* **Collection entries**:
┄┄┄┄┄┄┄┄┄┄┄┄┄┄┄┄┄┄┄┄

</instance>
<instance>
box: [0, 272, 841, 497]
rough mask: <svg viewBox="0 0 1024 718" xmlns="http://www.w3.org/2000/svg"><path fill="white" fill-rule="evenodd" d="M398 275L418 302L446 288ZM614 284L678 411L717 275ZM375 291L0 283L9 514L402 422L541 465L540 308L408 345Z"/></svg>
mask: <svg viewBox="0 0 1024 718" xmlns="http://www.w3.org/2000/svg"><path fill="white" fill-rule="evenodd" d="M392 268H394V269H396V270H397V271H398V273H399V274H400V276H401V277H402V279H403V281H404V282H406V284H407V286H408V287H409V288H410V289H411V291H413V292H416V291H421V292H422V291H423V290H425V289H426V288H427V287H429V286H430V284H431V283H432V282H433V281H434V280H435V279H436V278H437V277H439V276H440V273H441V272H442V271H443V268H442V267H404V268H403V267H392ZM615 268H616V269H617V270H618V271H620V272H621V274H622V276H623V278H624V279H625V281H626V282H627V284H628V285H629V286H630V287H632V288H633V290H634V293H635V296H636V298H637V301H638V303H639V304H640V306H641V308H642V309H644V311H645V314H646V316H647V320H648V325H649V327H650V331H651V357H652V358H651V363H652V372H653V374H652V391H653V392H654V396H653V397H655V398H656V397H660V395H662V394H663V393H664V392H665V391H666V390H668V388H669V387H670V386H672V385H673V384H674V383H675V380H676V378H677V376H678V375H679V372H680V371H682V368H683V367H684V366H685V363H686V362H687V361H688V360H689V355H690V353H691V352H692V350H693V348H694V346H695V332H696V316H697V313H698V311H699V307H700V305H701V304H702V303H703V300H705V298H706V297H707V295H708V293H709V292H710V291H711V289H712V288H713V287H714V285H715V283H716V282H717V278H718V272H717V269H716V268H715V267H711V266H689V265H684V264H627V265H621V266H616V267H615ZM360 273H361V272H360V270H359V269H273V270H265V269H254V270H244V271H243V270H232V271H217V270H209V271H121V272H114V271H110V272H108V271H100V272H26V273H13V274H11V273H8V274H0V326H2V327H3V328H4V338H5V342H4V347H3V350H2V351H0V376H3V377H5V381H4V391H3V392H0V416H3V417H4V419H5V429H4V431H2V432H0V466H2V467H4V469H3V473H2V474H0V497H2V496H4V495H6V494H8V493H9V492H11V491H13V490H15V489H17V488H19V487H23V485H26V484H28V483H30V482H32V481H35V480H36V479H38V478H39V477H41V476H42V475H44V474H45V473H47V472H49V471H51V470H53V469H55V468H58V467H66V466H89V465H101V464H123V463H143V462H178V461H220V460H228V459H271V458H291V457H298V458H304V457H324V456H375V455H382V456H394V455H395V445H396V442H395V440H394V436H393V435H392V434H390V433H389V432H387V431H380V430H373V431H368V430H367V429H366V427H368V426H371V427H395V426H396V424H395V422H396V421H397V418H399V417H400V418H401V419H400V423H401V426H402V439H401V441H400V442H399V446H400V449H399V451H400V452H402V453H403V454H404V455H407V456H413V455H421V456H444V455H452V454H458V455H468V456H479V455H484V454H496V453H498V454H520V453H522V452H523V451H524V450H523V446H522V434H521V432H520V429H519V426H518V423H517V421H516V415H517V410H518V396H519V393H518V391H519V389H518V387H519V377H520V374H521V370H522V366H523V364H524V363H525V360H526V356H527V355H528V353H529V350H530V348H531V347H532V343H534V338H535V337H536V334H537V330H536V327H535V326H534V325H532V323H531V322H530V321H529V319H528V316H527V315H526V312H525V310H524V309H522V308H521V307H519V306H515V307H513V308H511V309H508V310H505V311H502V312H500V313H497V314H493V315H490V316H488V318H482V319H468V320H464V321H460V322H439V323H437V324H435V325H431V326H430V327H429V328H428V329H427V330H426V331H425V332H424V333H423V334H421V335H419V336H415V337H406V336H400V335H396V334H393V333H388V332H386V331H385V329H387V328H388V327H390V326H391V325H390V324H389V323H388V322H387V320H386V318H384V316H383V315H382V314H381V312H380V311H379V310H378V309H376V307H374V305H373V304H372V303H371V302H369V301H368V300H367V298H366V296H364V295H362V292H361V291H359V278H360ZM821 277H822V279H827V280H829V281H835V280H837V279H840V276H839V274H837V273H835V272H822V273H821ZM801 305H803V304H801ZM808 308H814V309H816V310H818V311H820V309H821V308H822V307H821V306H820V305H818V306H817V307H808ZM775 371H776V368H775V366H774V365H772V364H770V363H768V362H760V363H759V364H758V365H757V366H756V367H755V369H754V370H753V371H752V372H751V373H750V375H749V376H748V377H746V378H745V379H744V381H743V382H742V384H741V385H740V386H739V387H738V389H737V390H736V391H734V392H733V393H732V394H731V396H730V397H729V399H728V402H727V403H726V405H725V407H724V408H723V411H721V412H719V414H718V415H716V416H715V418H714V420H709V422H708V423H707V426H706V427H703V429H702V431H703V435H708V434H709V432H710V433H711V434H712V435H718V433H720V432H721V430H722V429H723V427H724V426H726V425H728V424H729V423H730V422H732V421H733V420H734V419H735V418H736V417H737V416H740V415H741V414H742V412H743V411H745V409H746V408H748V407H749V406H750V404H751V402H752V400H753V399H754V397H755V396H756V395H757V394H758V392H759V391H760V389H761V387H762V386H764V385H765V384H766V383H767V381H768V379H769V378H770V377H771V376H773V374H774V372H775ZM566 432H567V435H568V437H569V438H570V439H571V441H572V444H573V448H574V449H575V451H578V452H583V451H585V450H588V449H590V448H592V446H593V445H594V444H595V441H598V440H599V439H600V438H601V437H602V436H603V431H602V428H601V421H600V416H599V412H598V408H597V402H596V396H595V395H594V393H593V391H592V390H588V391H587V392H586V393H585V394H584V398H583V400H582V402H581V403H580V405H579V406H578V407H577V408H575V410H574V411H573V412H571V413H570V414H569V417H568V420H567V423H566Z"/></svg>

┄┄┄┄┄┄┄┄┄┄┄┄┄┄┄┄┄┄┄┄

* **Required work**: Could you return the collection entries above line for line, without changing anything?

* **Exercise solution**:
</instance>
<instance>
box: [0, 272, 841, 497]
rough mask: <svg viewBox="0 0 1024 718" xmlns="http://www.w3.org/2000/svg"><path fill="white" fill-rule="evenodd" d="M398 275L418 302L446 288ZM614 284L678 411L717 275ZM375 291L0 283L9 514L402 422L541 465L540 308L408 345Z"/></svg>
mask: <svg viewBox="0 0 1024 718" xmlns="http://www.w3.org/2000/svg"><path fill="white" fill-rule="evenodd" d="M392 268H394V269H396V270H397V271H398V273H399V274H400V276H401V277H402V279H403V281H404V282H406V284H407V286H408V287H409V288H410V289H411V291H413V292H416V291H421V292H422V291H423V290H425V289H426V288H427V287H429V286H430V284H431V283H432V282H433V281H434V280H435V279H436V278H437V277H439V276H440V273H441V272H442V271H443V268H442V267H404V268H403V267H392ZM615 268H616V269H617V270H618V271H620V272H621V274H622V276H623V278H624V279H625V281H626V282H627V284H628V285H629V286H630V287H632V288H633V290H634V293H635V296H636V298H637V301H638V303H639V304H640V306H641V308H642V309H644V311H645V314H646V316H647V320H648V325H649V327H650V331H651V357H652V358H651V363H652V372H653V374H652V391H653V392H654V396H653V397H655V398H656V397H660V395H662V394H663V393H664V392H665V391H666V390H668V388H669V387H670V386H672V385H673V384H674V383H675V380H676V378H677V376H678V375H679V372H680V371H682V368H683V367H684V366H685V363H686V362H687V361H688V360H689V355H690V353H691V352H692V350H693V348H694V346H695V332H696V316H697V313H698V311H699V307H700V305H701V304H702V303H703V300H705V298H706V297H707V295H708V293H709V292H710V291H711V289H712V288H713V287H714V285H715V283H716V282H717V278H718V272H717V269H716V268H715V267H711V266H689V265H684V264H627V265H621V266H616V267H615ZM360 273H361V272H360V270H359V269H273V270H265V269H254V270H244V271H243V270H232V271H217V270H209V271H121V272H114V271H110V272H108V271H100V272H26V273H13V274H11V273H8V274H0V326H2V327H3V328H4V338H5V342H4V347H3V350H2V351H0V376H3V377H5V381H4V391H3V392H0V416H3V417H4V419H5V429H4V431H2V432H0V466H2V467H4V469H3V473H2V474H0V497H2V496H4V495H6V494H8V493H9V492H11V491H13V490H15V489H17V488H19V487H23V485H26V484H28V483H30V482H32V481H35V480H36V479H38V478H39V477H41V476H42V475H44V474H45V473H47V472H49V471H51V470H53V469H55V468H58V467H66V466H89V465H101V464H123V463H143V462H178V461H220V460H228V459H271V458H291V457H298V458H304V457H324V456H375V455H382V456H394V455H395V445H396V442H395V440H394V436H393V435H392V434H390V433H389V432H387V431H380V430H373V431H368V430H367V429H366V427H368V426H371V427H395V426H396V424H395V422H396V421H397V418H399V417H400V418H401V419H400V423H401V426H402V439H401V441H400V442H399V446H400V449H399V451H400V452H402V453H403V454H404V455H407V456H413V455H421V456H444V455H452V454H458V455H468V456H479V455H484V454H496V453H498V454H520V453H522V452H523V451H524V450H523V446H522V434H521V432H520V429H519V426H518V423H517V421H516V415H517V410H518V396H519V393H518V391H519V389H518V387H519V377H520V374H521V370H522V366H523V364H524V363H525V360H526V356H527V355H528V353H529V350H530V348H531V347H532V343H534V338H535V337H536V334H537V330H536V327H535V326H534V325H532V323H531V322H530V321H529V319H528V316H527V315H526V312H525V310H524V309H522V308H521V307H519V306H515V307H513V308H511V309H508V310H505V311H502V312H500V313H497V314H493V315H490V316H488V318H482V319H468V320H464V321H460V322H439V323H437V324H435V325H431V326H430V327H429V328H428V329H427V330H426V331H425V332H424V333H423V334H421V335H419V336H415V337H406V336H400V335H396V334H393V333H388V332H386V331H385V329H387V328H388V327H390V326H391V325H390V324H389V323H388V322H387V320H386V318H384V316H383V315H382V314H381V312H380V311H379V310H378V309H376V307H374V305H373V304H372V303H371V302H369V301H368V300H367V298H366V296H364V295H362V292H361V291H359V278H360ZM821 277H822V279H827V280H829V281H835V280H837V279H840V276H839V274H837V273H835V272H822V273H821ZM801 305H803V304H801ZM808 308H814V309H816V310H818V311H820V309H821V308H822V307H821V306H820V305H818V306H817V307H808ZM775 371H776V368H775V366H774V365H772V364H770V363H768V362H760V363H759V364H758V365H757V366H756V367H755V369H754V370H753V371H752V372H751V373H750V375H749V376H748V377H746V378H745V379H744V381H743V382H742V384H741V385H740V386H739V387H738V389H737V390H736V391H734V392H733V393H732V394H731V396H730V397H729V399H728V402H727V403H726V405H725V407H724V408H723V411H721V412H719V414H718V415H716V416H715V418H714V420H709V422H708V423H707V426H706V427H703V429H702V431H703V435H708V434H709V432H710V433H711V434H712V435H718V433H720V432H721V430H722V429H723V427H724V426H726V425H728V424H729V423H730V422H732V421H733V420H734V419H735V418H736V417H737V416H740V415H741V414H742V412H743V411H745V409H746V408H748V407H749V406H750V404H751V402H752V400H753V399H754V397H755V396H756V395H757V394H758V392H759V391H760V389H761V387H762V386H764V385H765V384H766V383H767V381H768V379H769V378H770V377H771V376H773V374H774V372H775ZM566 432H567V435H568V437H569V438H570V439H571V441H572V444H573V448H574V449H575V451H578V452H583V451H585V450H588V449H590V448H592V446H593V445H594V444H595V441H598V440H599V439H600V438H601V437H602V436H603V431H602V428H601V421H600V416H599V412H598V408H597V402H596V396H595V395H594V393H593V391H592V390H588V391H587V392H586V393H585V394H584V398H583V400H582V402H581V403H580V405H579V406H578V407H577V408H575V410H574V411H573V412H571V413H570V414H569V417H568V420H567V423H566Z"/></svg>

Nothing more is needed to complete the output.